(What is expected):
Everything in the records below should be set down again, word for word.

┌──

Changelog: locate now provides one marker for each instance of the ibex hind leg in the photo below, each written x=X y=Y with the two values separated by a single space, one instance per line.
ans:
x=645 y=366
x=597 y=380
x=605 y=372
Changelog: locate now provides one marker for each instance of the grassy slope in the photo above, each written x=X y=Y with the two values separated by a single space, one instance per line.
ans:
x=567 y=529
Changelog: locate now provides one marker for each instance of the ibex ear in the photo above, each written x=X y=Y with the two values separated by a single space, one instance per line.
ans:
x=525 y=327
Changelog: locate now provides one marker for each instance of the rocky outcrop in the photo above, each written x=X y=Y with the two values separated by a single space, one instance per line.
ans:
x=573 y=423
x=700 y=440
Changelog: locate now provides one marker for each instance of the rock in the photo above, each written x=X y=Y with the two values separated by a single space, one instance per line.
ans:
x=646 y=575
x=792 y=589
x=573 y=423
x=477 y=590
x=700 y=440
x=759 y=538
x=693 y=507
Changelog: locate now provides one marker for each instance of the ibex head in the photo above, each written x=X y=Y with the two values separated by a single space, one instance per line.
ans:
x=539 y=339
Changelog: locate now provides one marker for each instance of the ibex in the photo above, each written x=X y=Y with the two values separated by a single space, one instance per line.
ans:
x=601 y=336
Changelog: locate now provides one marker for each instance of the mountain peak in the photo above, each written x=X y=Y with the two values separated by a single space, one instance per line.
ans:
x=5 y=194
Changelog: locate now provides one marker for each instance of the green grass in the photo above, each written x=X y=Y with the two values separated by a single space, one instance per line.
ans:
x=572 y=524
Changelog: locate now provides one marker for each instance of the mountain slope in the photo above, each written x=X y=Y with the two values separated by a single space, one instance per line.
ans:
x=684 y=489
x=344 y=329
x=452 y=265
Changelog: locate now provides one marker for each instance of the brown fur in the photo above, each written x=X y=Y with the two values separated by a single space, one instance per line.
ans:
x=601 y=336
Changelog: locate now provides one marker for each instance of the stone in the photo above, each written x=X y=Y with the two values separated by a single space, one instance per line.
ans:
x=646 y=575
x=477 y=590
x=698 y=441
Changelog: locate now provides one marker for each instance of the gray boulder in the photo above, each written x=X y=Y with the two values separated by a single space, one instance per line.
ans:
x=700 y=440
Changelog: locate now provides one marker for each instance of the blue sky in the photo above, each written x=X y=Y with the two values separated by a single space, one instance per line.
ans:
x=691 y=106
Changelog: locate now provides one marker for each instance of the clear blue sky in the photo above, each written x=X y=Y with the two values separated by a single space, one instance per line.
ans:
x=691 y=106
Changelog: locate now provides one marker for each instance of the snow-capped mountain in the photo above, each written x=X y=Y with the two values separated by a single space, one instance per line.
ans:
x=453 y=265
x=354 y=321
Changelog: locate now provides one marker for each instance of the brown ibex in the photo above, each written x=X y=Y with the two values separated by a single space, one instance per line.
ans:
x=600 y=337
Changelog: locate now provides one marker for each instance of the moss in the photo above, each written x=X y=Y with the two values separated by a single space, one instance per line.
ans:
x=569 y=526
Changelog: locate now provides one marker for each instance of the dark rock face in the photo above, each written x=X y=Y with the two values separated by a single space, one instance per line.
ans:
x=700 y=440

└──

(Result):
Changelog: locate now provides one marker for each instance of the ibex hind leg in the photo below, each written x=X y=Y with the two values separated by a single space, one instance per line.
ans:
x=645 y=366
x=597 y=380
x=605 y=372
Changelog: locate now provides one marker for each instance of the grassy slope in the photo above, each written x=X y=Y with the two values separated by a single space, one instance per line.
ans:
x=567 y=529
Changelog: locate now provides one marker for each instance of the ibex ear in the photo above, each written x=X y=Y with the two values separated by a single space, one instance per line.
ans:
x=525 y=327
Changelog: locate now provides one marker for each instance of the rocky outcrop in the photo above, each written x=X y=Y with the two values separated by a single space, one instance per line.
ans:
x=573 y=423
x=700 y=440
Changelog: locate now provides one marker for each instance of the rock in the photo above, each written x=X y=Y with the two values separated by a single space, one instance per line.
ans:
x=646 y=575
x=792 y=589
x=573 y=423
x=477 y=590
x=700 y=440
x=759 y=538
x=693 y=507
Changelog: locate now provides one marker for each instance of the ibex head in the photo above, each written x=X y=Y with the two values separated by a single space, one instance per line.
ans:
x=539 y=339
Changelog: locate now provides one marker for each instance of the ibex in the photo above, each written x=X y=Y with the two values separated by a single space, one instance per line.
ans:
x=601 y=336
Changelog: locate now provides one marker for each instance of the mountain peak in the photo above, each written x=X y=Y with the two values separated by a single space, one instance per line.
ans:
x=5 y=194
Changelog: locate now provides one marker for each instance of the green grass in the photo above, each written x=X y=Y with the two values separated by a single space, one instance per line.
ans:
x=572 y=524
Changelog: locate now provides one marker for each instance of the mountain slope in the photo above, each written x=X y=Y with the two values separated by a single space, one instance per line.
ans:
x=684 y=489
x=344 y=329
x=452 y=265
Changelog: locate now provides one marker for each instance of the brown fur in the photo above, each written x=X y=Y with the two values separated by a single space, one instance per line.
ans:
x=601 y=336
Changelog: locate now provides one marker for each instance of the stone in the photo above, each written x=X y=Y with the two values separated by a single space, one instance per line.
ans:
x=646 y=575
x=477 y=590
x=698 y=441
Changelog: locate now provides one marker for each instance of the gray boulder in the photo above, each written x=X y=Y with the two values separated by a single space, one instance per line.
ans:
x=700 y=440
Changelog: locate now provides one marker for each instance of the blue sky in the photo above, each written x=X y=Y with the two values separated by a single space, one instance per line.
ans:
x=691 y=106
Changelog: locate now provides one marker for each instance of the clear blue sky in the photo above, each written x=X y=Y with the two values separated by a single space, one instance per line.
ans:
x=691 y=106
Changelog: locate now provides one marker for each instance of the snow-capped mountain in the photo above, each written x=X y=Y with the two values separated by a single space, one instance per line.
ans:
x=453 y=265
x=354 y=321
Changelog: locate now provides one marker for each instance of the brown ibex in the photo above, each written x=X y=Y with the two values separated by a single space, one instance per line.
ans:
x=600 y=337
Changelog: locate now provides one marker for each instance of the moss in the photo above, each written x=X y=Y with the two values separated by a single space, one instance per line.
ans:
x=569 y=526
Changelog: locate now provides one marker for each instance of the dark rock face in the photo above, each written x=X y=Y with the two values separated by a single space, one instance per line.
ans:
x=700 y=440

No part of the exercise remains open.